-- Problem set --
• 1. In the spherical tokamak abstract, what limited the plasma current that could be reached?
• 2. Quote the entries word for word, from the line containing "Where can you spot the cabinet" through the last line of the entries, both ends included.

-- Document --
=-=-=-=-=

Abstract
Removal of the central solenoid is essential to realize an economical spherical tokamak fusion reactor, but non-inductive plasma start-up is a challenge. On the TST-2 spherical tokamak, non-inductive plasma start-up using lower-hybrid (LH) waves has been investigated. Using the capacitively-coupled combline (CCC) antenna installed at the outboard midplane, fully non-inductive plasma current ramp-up up to a quarter of that of the typical Ohmic discharges has been achieved. Although it was desirable to keep the density low during the plasma current ramp-up to avoid the LH density limit, it was recognized that there was a maximum current density that could be carried by a given electron density. Since the density needed to increase as the plasma current was ramped-up, the achievable plasma current was limited by the maximum operational toroidal field of TST-2. The top-launch CCC antenna was installed to access higher density with up-shift of the parallel index of refraction. Numerical analysis of LH current drive with the outboard-launch and top-launch antennas was performed and the results were qualitatively consistent with the experimental observations.

=-=-=-=-=

Rows from a pointing dataset:
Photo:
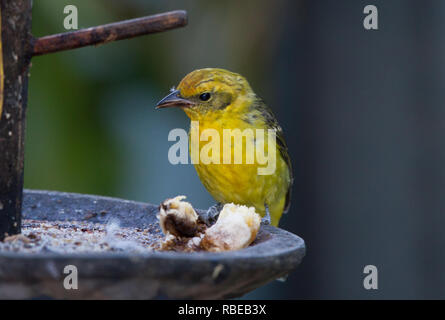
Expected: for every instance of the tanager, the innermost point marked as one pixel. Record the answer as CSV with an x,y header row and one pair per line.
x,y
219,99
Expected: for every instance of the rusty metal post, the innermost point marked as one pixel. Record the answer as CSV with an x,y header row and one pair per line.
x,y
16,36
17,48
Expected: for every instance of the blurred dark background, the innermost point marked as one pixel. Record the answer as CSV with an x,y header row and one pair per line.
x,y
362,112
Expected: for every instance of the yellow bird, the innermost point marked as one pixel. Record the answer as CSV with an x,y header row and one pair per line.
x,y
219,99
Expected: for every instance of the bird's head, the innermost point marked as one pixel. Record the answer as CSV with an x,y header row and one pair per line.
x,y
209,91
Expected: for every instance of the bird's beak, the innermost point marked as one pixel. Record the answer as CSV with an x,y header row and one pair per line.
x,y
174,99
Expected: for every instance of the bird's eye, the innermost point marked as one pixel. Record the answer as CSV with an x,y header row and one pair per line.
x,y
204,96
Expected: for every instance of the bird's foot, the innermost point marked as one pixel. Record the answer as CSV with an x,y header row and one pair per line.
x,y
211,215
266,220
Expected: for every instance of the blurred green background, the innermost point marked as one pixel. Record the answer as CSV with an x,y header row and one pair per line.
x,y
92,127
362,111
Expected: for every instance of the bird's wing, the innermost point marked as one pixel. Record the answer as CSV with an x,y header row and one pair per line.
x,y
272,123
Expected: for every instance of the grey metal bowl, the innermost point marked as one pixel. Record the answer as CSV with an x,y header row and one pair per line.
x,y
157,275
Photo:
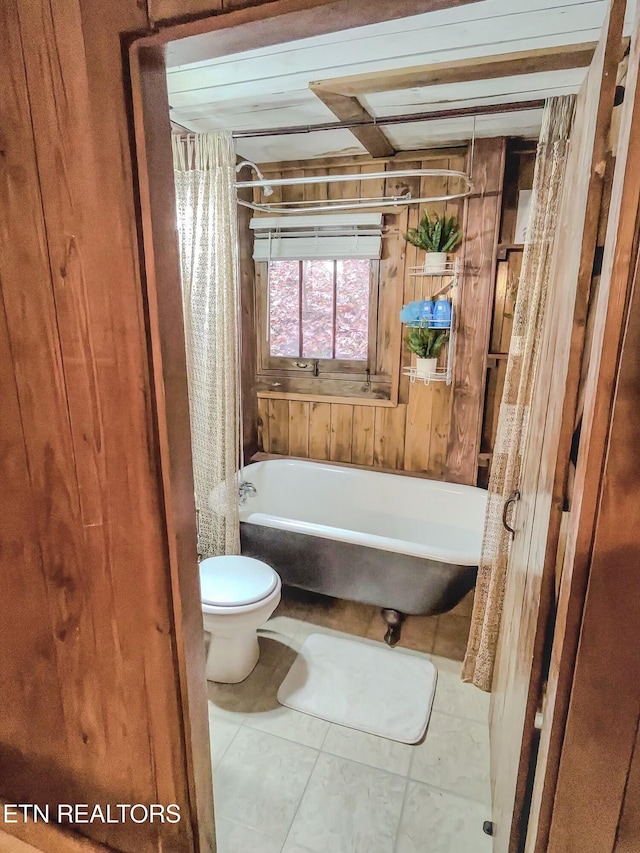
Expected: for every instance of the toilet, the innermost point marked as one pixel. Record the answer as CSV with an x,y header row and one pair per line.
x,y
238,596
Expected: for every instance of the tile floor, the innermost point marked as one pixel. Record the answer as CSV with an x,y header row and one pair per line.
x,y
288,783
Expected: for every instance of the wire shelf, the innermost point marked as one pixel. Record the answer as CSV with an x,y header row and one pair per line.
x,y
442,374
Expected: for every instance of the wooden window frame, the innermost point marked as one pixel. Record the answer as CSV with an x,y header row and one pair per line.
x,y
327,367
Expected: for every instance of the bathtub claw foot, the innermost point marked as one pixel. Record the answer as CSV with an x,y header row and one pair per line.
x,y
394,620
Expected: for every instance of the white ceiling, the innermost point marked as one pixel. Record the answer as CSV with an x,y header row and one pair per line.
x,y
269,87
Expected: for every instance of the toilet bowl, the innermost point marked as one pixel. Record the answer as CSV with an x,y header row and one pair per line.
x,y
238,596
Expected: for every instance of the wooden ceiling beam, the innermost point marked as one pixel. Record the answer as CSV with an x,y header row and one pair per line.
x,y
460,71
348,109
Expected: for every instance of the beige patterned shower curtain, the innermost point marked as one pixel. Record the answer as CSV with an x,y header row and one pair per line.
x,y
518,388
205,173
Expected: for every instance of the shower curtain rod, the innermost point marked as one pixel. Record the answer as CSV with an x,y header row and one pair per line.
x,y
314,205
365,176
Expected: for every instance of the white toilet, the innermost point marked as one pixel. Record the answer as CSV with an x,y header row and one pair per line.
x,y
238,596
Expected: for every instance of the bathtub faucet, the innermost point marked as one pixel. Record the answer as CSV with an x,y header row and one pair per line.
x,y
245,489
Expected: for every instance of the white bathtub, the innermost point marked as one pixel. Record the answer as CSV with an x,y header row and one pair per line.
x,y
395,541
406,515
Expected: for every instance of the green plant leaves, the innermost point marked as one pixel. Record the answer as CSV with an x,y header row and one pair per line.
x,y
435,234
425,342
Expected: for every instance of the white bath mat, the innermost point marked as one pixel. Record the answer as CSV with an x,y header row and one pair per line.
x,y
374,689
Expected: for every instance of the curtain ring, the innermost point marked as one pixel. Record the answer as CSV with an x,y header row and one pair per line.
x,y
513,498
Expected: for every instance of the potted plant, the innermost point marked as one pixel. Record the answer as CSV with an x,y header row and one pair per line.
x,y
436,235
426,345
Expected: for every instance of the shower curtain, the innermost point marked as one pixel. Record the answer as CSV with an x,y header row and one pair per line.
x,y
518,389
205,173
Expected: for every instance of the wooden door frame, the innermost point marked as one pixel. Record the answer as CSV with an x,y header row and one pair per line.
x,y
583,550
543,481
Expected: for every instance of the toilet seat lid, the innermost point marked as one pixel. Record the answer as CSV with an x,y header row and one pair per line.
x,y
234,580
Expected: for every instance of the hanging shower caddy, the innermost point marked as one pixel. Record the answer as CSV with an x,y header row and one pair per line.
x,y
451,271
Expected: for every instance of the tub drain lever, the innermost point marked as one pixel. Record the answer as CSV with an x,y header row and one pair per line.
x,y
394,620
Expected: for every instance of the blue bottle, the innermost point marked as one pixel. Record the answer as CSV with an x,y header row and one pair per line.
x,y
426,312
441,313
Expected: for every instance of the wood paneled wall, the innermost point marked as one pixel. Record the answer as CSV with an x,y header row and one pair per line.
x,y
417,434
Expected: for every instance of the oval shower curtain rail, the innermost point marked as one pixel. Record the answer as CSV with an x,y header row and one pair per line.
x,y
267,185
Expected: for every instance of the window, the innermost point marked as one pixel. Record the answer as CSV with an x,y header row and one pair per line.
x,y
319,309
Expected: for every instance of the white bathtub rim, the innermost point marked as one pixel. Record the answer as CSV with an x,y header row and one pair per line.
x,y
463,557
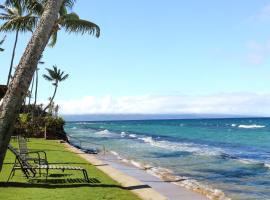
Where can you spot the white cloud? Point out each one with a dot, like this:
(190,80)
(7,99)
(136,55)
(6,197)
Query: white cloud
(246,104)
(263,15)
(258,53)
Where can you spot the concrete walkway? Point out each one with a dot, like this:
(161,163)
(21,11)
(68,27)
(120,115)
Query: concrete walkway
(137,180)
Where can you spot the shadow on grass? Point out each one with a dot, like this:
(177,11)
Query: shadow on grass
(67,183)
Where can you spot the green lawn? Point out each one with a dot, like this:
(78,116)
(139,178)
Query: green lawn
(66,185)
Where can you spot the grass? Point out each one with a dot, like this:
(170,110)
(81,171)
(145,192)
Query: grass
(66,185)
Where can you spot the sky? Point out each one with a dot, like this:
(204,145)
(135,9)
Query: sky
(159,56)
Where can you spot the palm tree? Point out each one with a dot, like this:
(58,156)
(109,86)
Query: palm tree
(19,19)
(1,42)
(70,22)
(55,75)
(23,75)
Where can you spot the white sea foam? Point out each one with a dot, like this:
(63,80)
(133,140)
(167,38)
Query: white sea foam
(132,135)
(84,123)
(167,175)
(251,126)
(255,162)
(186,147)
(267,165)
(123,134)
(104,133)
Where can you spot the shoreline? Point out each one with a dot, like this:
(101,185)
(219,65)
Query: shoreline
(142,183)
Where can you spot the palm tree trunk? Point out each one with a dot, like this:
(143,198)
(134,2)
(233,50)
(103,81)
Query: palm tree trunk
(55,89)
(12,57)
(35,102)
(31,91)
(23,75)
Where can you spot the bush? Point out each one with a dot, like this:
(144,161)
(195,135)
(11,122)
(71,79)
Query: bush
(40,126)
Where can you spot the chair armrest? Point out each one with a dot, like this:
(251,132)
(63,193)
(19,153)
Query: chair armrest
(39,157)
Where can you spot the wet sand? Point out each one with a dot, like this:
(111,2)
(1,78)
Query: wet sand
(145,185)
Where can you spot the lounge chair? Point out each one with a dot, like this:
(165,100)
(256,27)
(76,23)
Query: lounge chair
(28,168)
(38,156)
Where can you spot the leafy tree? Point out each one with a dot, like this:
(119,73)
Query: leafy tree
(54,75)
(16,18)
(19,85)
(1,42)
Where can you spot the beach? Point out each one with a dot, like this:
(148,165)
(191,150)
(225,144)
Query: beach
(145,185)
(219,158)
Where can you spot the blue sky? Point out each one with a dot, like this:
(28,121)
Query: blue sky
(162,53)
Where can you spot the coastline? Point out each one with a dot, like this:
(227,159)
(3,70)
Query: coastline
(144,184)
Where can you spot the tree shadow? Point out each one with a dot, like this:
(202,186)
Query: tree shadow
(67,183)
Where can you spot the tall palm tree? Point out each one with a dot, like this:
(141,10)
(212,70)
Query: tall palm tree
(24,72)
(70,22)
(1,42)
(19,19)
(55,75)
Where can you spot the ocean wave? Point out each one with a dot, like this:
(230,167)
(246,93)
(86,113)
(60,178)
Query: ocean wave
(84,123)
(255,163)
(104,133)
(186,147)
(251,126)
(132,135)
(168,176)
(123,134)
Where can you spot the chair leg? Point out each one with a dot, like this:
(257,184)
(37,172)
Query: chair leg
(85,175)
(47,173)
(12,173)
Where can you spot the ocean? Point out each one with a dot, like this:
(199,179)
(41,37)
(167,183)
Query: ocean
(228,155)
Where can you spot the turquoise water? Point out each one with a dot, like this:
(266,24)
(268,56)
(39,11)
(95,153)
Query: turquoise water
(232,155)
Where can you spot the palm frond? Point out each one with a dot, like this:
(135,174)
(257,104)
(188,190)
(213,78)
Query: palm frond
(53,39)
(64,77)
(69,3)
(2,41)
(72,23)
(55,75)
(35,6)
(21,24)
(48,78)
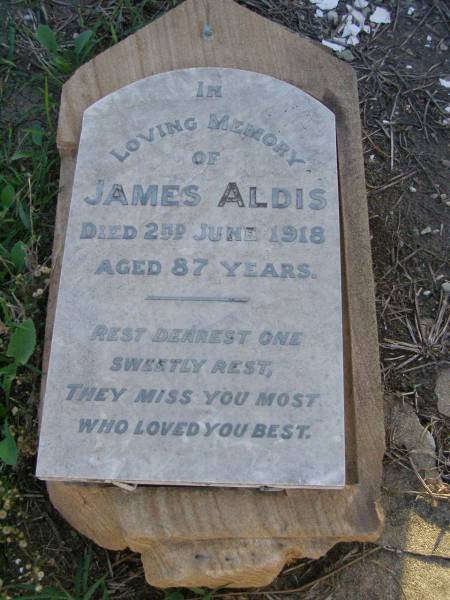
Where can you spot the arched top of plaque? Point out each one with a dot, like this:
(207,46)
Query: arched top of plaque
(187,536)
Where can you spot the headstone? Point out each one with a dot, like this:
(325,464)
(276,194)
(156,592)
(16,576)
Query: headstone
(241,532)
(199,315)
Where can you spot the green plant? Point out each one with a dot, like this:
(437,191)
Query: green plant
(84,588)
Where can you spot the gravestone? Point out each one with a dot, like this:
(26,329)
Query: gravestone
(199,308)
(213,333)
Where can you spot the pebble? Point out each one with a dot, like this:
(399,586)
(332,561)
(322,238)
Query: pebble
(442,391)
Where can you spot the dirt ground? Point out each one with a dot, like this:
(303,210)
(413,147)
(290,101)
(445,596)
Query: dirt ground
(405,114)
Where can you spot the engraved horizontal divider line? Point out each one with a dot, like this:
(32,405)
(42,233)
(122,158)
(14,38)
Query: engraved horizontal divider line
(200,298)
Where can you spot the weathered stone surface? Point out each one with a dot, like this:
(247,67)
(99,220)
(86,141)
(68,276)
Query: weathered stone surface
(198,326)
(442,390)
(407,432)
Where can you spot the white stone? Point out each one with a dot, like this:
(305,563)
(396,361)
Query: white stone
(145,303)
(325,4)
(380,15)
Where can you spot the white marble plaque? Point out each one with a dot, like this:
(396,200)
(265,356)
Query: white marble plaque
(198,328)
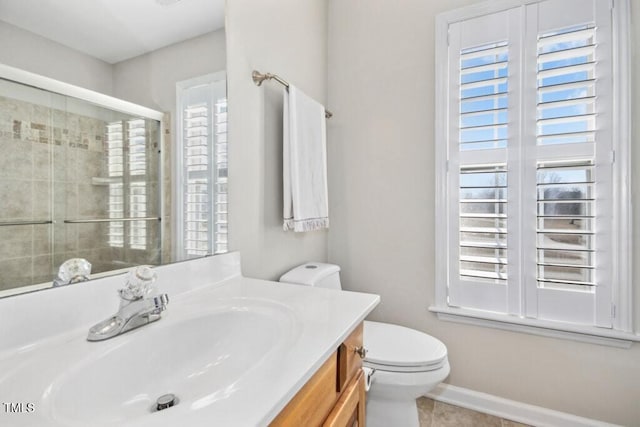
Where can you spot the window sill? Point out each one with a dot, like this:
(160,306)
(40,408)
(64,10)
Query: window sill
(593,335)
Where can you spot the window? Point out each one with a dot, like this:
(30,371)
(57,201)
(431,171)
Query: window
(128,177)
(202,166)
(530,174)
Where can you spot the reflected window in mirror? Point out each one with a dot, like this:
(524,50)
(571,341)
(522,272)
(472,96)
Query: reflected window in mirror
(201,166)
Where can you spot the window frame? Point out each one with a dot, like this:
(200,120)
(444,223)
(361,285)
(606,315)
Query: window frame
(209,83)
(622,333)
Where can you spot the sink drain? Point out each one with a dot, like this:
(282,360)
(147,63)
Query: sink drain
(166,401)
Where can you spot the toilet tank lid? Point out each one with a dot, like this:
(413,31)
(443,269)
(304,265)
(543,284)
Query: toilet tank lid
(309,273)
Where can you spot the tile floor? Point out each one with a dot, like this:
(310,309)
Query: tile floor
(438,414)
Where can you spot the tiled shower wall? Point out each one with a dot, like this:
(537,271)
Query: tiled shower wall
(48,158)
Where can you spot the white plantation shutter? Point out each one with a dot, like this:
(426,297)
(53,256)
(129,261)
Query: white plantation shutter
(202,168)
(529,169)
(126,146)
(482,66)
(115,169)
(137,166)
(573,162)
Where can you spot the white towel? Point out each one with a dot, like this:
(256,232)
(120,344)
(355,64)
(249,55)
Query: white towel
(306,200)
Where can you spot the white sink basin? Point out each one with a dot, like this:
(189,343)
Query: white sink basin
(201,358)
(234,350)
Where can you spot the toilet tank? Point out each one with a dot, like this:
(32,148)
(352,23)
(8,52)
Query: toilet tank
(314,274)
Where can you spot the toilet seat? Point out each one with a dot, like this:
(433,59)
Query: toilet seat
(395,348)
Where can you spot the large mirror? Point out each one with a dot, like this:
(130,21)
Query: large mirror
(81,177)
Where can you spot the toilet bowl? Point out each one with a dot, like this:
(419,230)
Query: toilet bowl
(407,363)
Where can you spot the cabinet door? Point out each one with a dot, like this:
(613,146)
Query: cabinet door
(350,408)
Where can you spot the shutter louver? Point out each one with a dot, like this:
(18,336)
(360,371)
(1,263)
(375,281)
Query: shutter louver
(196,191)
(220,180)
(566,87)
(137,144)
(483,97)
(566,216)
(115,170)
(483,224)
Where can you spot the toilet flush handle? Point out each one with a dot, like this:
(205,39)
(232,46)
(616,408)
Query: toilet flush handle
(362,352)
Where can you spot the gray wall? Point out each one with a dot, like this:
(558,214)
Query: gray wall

=-=-=-=-=

-- Task-by-task results --
• 1. The maximum operational toroidal field of TST-2.

• 2.
Where can you spot the cabinet door? Point out each one with a dot, like this:
(613,146)
Query: cabinet door
(350,408)
Where can you spot the shutter louver? Point out each one with a dot, like this:
(18,336)
(360,371)
(1,263)
(375,281)
Query: shutter louver
(196,191)
(220,180)
(566,87)
(137,144)
(483,97)
(566,216)
(115,170)
(483,224)
Where can you spot the toilet flush handle? Point out each one with a dot, like this:
(205,39)
(232,46)
(616,408)
Query: toilet flush handle
(362,352)
Where can you spot the gray wall? Point out each one with a dot, like this:
(558,214)
Query: gray wall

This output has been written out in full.